◆ ZU ERLEDIGENDE AUFGABEN:
• a. Gib aus dem Textabschnitt über traumatische Dissoziation die Passage von „Bereits seit 1875“ bis einschließlich „bei Hacking berichtet.“ wortgetreu wieder.
• b. Nenne sämtliche Personen, die im Textabschnitt über traumatische Dissoziation namentlich erwähnt werden.

◆ TEXTABSCHNITT:
====
Traumatische Dissoziation

Neben der Verdrängung gibt es einen weiteren postulierten Mechanismus, der Gedächtnisinhalte unzugänglich macht, und der eine große Rolle bei der therapeutischen Erzeugung falscher Erinnerungen an kindliche Traumata spielt, die Abspaltung oder Dissoziation.

Unter Dissoziation bezeichnet die Psychologie das Phänomen, dass eine Person nicht in der Lage ist, von ihrer Umwelt oder Teilen davon ein integriertes und gesamtheitliches Bild aufzubauen. Diese Personen können daher Vorstellungen von ihrer Umwelt haben, die zu unterschiedlichen Zeitpunkten vollkommen unvereinbar sind. Da kaum ein Mensch ein wirklich einheitliches Bild seiner Umwelt hat, sind mildere Dissoziationsphänome normal und weitverbreitet. Ihre Existenz ist unumstritten. Sie spielen in den verschiedensten Kulturkreisen auf der Welt eine Rolle, und sie werden häufig in religiösem Zusammenhang oder in Verbindung mit Trancezuständen berichtet. Kontrovers und wissenschaftlich umstritten sind jedoch sind viele Fragen einer dissoziativen Persönlichkeitsstörung und ihrer Verursachung.

Frühe Fälle von Dissoziation

Bereits seit 1875 wurden Fälle von Persönlichkeitsspaltung medizinisch beobachtet, 1885 erschien der erste Fall einer Person, die mehr als zwei Persönlichkeiten hatte. Die Fälle wurden damals als Fälle von Hysterie betrachtet und vielfach durch Hypnose behandelt. Es waren seltene Fälle, damals bereits umstritten. Die meisten Fälle werden von Pierre Janet im ersten Viertel des 20. Jh. berichtet, der bereits die Verbindung mit traumatischen Erlebnissen in der Kindheit vermutete. Diese frühen Fälle wurden teils sorgfältig beschrieben, hatten aber anekdotischen Charakter, für strengere wissenschaftliche Untersuchungen fehlte noch die Methodik. Die historische Entwicklung ist bei Spanos (S. 211 ff.) und sehr ausführlich bei Hacking berichtet.
====
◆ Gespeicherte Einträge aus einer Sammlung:
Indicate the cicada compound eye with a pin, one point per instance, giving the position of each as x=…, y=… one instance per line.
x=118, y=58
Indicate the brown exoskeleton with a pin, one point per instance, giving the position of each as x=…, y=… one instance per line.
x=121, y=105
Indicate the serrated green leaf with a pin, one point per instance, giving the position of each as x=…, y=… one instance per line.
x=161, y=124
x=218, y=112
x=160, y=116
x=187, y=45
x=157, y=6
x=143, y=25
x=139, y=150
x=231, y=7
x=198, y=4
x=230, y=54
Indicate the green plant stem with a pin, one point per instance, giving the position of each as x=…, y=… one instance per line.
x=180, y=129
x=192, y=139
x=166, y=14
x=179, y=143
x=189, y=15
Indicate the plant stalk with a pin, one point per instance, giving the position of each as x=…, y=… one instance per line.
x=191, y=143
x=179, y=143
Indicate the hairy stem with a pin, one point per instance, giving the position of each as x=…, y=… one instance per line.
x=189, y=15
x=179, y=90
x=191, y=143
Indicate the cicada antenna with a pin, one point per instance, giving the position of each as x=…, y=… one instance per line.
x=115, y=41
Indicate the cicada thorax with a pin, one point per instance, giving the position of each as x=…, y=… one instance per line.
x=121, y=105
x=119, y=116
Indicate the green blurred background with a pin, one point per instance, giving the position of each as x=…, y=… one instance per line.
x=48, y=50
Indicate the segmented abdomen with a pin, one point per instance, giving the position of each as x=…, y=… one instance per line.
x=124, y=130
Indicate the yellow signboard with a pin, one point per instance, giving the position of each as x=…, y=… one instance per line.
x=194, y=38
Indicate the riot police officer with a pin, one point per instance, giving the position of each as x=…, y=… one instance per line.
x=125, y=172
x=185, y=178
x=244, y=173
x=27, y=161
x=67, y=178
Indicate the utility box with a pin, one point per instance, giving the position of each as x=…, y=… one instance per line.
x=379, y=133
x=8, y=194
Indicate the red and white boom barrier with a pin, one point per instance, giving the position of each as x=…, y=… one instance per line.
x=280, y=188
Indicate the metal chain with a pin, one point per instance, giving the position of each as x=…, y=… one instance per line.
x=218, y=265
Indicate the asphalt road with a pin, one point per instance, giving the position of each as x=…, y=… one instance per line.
====
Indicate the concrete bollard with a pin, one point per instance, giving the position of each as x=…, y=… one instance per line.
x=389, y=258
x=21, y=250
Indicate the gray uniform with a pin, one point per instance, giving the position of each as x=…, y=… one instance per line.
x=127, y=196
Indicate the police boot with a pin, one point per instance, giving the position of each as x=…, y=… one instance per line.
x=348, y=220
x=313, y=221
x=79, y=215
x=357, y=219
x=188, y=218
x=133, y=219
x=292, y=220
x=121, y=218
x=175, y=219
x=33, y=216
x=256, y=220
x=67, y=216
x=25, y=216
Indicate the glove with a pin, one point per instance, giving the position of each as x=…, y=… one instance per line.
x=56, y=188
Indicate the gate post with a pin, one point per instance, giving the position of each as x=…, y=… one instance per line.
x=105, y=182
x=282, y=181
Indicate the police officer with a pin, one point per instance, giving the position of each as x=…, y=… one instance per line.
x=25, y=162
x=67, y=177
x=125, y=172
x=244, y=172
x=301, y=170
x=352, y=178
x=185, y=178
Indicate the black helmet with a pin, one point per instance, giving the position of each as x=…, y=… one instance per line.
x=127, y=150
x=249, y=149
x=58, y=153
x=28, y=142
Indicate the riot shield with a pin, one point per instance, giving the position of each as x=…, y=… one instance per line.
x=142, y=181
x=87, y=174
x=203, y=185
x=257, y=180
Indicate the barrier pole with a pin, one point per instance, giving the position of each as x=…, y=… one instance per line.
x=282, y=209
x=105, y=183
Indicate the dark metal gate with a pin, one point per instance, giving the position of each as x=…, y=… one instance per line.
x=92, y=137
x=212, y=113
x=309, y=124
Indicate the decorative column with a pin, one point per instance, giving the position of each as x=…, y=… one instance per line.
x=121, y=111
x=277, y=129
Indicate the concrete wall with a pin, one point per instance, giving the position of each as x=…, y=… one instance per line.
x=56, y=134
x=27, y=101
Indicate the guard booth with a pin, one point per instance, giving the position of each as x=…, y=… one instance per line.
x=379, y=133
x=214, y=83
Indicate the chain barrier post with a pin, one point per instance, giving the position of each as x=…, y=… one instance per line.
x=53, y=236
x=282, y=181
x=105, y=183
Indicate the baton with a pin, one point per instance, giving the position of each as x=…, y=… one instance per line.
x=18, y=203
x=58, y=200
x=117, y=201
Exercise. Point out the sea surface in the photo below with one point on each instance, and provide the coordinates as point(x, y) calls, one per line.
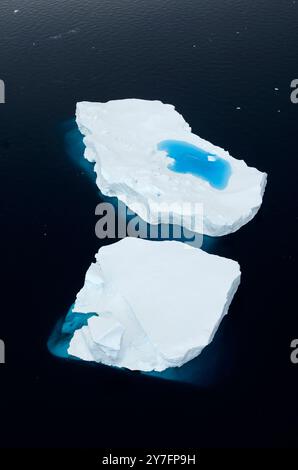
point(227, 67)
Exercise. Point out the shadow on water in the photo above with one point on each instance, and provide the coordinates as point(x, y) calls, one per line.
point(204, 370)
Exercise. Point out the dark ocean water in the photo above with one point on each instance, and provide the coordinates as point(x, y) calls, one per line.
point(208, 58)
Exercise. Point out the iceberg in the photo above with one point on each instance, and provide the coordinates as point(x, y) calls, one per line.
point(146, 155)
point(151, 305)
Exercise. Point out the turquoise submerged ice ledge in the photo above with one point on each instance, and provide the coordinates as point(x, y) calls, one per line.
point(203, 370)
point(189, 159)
====
◆ DEINE ANTWORTEN:
• a.
Bereits seit 1875 wurden Fälle von Persönlichkeitsspaltung medizinisch beobachtet, 1885 erschien der erste Fall einer Person, die mehr als zwei Persönlichkeiten hatte. Die Fälle wurden damals als Fälle von Hysterie betrachtet und vielfach durch Hypnose behandelt. Es waren seltene Fälle, damals bereits umstritten. Die meisten Fälle werden von Pierre Janet im ersten Viertel des 20. Jh. berichtet, der bereits die Verbindung mit traumatischen Erlebnissen in der Kindheit vermutete. Diese frühen Fälle wurden teils sorgfältig beschrieben, hatten aber anekdotischen Charakter, für strengere wissenschaftliche Untersuchungen fehlte noch die Methodik. Die historische Entwicklung ist bei Spanos (S. 211 ff.) und sehr ausführlich bei Hacking berichtet.

• b. Pierre Janet, Spanos, Hacking